# [TASK REQUIREMENTS]
An exact copy of the entries below is the expected answer.

# [SOURCE DATA]
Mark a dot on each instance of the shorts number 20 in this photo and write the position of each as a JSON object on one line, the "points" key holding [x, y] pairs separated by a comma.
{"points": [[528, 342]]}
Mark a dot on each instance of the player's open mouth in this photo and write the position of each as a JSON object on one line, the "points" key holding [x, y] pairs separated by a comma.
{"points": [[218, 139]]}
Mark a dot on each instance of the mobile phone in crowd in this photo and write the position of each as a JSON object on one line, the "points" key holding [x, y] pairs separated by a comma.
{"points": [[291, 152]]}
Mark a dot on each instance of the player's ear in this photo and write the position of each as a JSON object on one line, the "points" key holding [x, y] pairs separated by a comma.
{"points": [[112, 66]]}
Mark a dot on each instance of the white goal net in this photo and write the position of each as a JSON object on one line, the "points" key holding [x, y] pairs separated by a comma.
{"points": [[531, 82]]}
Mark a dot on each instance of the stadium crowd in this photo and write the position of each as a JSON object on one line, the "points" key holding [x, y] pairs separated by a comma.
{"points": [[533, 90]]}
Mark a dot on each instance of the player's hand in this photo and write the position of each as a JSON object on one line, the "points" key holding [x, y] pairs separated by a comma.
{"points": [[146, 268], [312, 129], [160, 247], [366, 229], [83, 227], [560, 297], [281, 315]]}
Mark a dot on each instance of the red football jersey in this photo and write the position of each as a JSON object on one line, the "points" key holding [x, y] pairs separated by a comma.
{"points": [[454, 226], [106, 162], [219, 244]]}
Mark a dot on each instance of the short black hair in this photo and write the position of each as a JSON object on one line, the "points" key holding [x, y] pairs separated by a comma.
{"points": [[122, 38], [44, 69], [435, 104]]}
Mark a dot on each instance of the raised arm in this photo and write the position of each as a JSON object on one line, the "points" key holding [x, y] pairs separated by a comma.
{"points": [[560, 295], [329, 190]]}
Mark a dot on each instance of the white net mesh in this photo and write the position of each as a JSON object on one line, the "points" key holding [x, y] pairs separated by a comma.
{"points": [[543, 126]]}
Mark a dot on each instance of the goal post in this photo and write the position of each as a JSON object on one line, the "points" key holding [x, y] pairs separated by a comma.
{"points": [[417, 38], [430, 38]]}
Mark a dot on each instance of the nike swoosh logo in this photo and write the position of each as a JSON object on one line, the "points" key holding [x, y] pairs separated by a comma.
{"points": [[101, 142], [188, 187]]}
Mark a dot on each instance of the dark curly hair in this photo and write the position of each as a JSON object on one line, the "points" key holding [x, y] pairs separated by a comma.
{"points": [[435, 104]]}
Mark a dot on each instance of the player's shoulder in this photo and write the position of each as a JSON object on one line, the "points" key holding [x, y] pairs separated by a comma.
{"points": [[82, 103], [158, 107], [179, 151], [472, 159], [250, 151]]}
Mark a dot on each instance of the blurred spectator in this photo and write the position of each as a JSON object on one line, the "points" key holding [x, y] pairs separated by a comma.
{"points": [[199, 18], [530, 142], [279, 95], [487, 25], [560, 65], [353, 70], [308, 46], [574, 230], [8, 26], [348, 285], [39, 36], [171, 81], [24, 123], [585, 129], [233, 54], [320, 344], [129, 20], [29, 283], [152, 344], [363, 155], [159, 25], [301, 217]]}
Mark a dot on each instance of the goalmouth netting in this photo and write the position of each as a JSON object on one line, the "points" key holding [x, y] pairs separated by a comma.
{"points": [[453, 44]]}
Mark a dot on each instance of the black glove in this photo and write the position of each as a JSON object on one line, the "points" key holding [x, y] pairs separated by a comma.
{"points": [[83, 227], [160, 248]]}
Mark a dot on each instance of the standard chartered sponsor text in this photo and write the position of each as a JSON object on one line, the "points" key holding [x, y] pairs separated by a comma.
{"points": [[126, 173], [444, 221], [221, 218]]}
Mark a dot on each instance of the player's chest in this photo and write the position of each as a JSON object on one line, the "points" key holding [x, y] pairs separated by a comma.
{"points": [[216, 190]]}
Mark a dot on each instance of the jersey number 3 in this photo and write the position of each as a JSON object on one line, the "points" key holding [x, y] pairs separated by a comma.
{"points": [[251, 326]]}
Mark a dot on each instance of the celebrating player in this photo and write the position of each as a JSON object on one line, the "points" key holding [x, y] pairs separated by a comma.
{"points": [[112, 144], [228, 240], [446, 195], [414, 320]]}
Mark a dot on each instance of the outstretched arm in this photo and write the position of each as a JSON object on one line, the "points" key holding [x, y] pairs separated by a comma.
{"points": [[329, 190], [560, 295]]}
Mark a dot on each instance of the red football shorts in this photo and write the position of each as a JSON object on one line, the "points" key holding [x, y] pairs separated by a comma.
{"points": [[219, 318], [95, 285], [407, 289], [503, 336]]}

# [THE COMPLETED TASK]
Mark a dot on each instance of the shorts number 20 in this photo and write the position of each as a JSON object on one line, the "points" key holding [x, y] pairs separated by a comma.
{"points": [[528, 342]]}
Mark a dot on each instance of the player's open mouth in this photo and write the position of each as a JSON object on one line, the "points" key holding [x, y] pairs separated by a comma.
{"points": [[218, 139]]}
Mark a dot on each instance of the mobile phone in crowd in this photo and write the position of each as a JSON object on one line, the "points" key holding [x, y] pairs separated by a comma.
{"points": [[291, 152]]}
Mark a dot on each instance of the player's ear in this photo and write the position of each as a JSON object on one line, the "points" key holding [x, y] pairs separated by a comma.
{"points": [[112, 66]]}
Mark a dot on each instance of the white goal net in this photo and write the position of each as a JSON object on one line, the "points" key holding [x, y] pairs separated by a comma.
{"points": [[531, 82]]}
Mark a dot on each instance of the stadium crowd in this photo and write the position of each as a JSON object on one line, the "points" key holding [x, y] pairs separated by a comma.
{"points": [[533, 90]]}
Mark a dot on each instance of the player's hand in this photo and write the position of each as a JSON object on one line, the "points" key holding [x, y] pairs separated by a comma.
{"points": [[146, 268], [312, 129], [160, 247], [366, 229], [83, 227], [560, 297], [281, 315]]}
Mark a dot on each instance of the red football jersey in this photo and write the position of each as a JSON object on one line, the "points" key holding [x, y] pairs separated by a comma.
{"points": [[454, 226], [106, 162], [219, 244]]}
Mark a dot on each instance of the short black hair in this photo and write the position of each as a JSON object on one line, the "points" key holding [x, y] pairs separated by a comma.
{"points": [[122, 38], [44, 69], [435, 104]]}
Mark a dot on each instance of the raised arm in this photo and write the position of each as a JSON object on one line, the "points" key holding [x, y] pairs separated by a comma.
{"points": [[560, 295], [329, 190]]}
Mark a dot on each instance of the white net mesh in this photo and write the position of each as a JSON object on one line, the "points" key holding [x, y] pairs separated by a comma.
{"points": [[543, 126]]}
Mark a dot on each instance of the goal post in this photo and write the position of each as a JSON object on one line, the "points" key holding [x, y] pairs separated by a comma.
{"points": [[417, 38], [430, 38]]}
Mark a dot on each instance of the nike swoosh logo in this photo and write the position of each as a JSON object on one line, the "points" key holding [x, y] pairs separated by a comma.
{"points": [[101, 142], [188, 187]]}
Mark a dot on each instance of the dark curly hair in this photo and write the position of each as a JSON object on one line, the "points" key holding [x, y] pairs separated by a comma.
{"points": [[435, 104]]}
Mark a dot on each instance of the player's shoulder in this photo and write the position of each as a JSON object on one line, the "points" key holding [x, y] pairs separated by a comma.
{"points": [[82, 103], [158, 107], [179, 151], [472, 159], [250, 151]]}
Mark a dot on each instance of the blurred spectator in this photo and write the position of each as a JSON object on one line, the "points" key holding [x, y] pairs separated by a comma.
{"points": [[199, 18], [530, 142], [279, 95], [487, 25], [560, 65], [353, 70], [308, 46], [574, 230], [8, 26], [348, 285], [39, 36], [171, 81], [24, 123], [585, 129], [233, 54], [320, 344], [129, 20], [29, 283], [152, 344], [363, 155], [159, 25], [301, 217]]}
Mark a dot on each instance of the goalmouth netting in this photo and write the position of each as a JSON object on one line, the "points" key holding [x, y] pairs separated by a comma.
{"points": [[453, 44]]}
Mark a dot on each instance of the black glove in this photo and write the position of each as a JSON object on one line, the "points" key holding [x, y] pairs separated by a comma.
{"points": [[83, 227], [160, 248]]}
Mark a dot on each instance of the standard chartered sponsor text in this photo and write the position of each as a JSON object on one line, the "points" key holding [x, y] pairs separated by a comma.
{"points": [[126, 173], [444, 221], [221, 218]]}
Mark a dot on each instance of the player's chest in this photo and write the position of each as a JSON object on one line, the "points" key holding [x, y] pairs separated by a comma.
{"points": [[216, 190]]}
Mark a dot on each instance of the jersey number 3 in this photo and write the position of each as a JSON object on one line, the "points" key holding [x, y] pairs separated by a comma.
{"points": [[251, 326]]}
Mark a dot on each instance of the celebrating player in this photo and write the position of each as a JSON object on one line, the "points" key holding [x, y] pairs separated by a comma.
{"points": [[112, 144], [228, 240], [446, 195], [414, 320]]}
Mark a dot on each instance of the outstretched arm in this photo and write the position of each as a JSON object on one line, the "points" key holding [x, y] pairs separated by a comma.
{"points": [[329, 190], [560, 295]]}
Mark a dot on each instance of the red football shorts in this photo and write the position of each as a JSON object on one line, the "points" key holding [x, y] pairs separated by a comma.
{"points": [[219, 318], [95, 285], [407, 289], [503, 336]]}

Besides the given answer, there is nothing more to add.